## What the task requires:
Copy out the text of the material below word for word, leaving out the pictures.

-------

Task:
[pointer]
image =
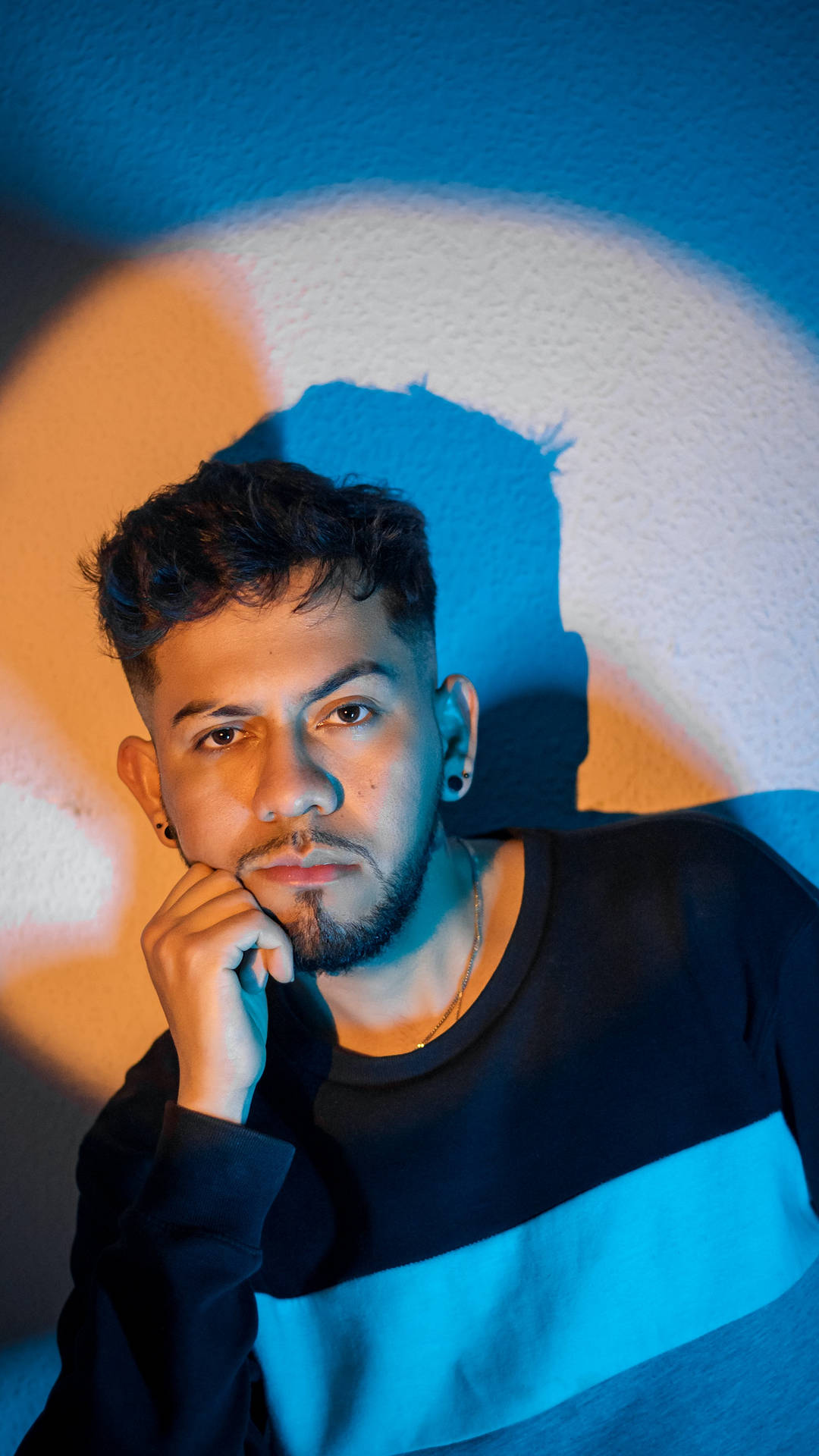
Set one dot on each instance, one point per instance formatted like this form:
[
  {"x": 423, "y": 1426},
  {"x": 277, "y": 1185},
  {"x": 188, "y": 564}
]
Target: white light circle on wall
[
  {"x": 689, "y": 509},
  {"x": 55, "y": 873}
]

-------

## The solution:
Task:
[pointer]
image =
Set one dot on each instance, one point per instance formatted like this form:
[
  {"x": 423, "y": 1426},
  {"x": 277, "y": 1185},
  {"x": 188, "y": 564}
]
Target: white light circle on wall
[
  {"x": 689, "y": 509},
  {"x": 55, "y": 873}
]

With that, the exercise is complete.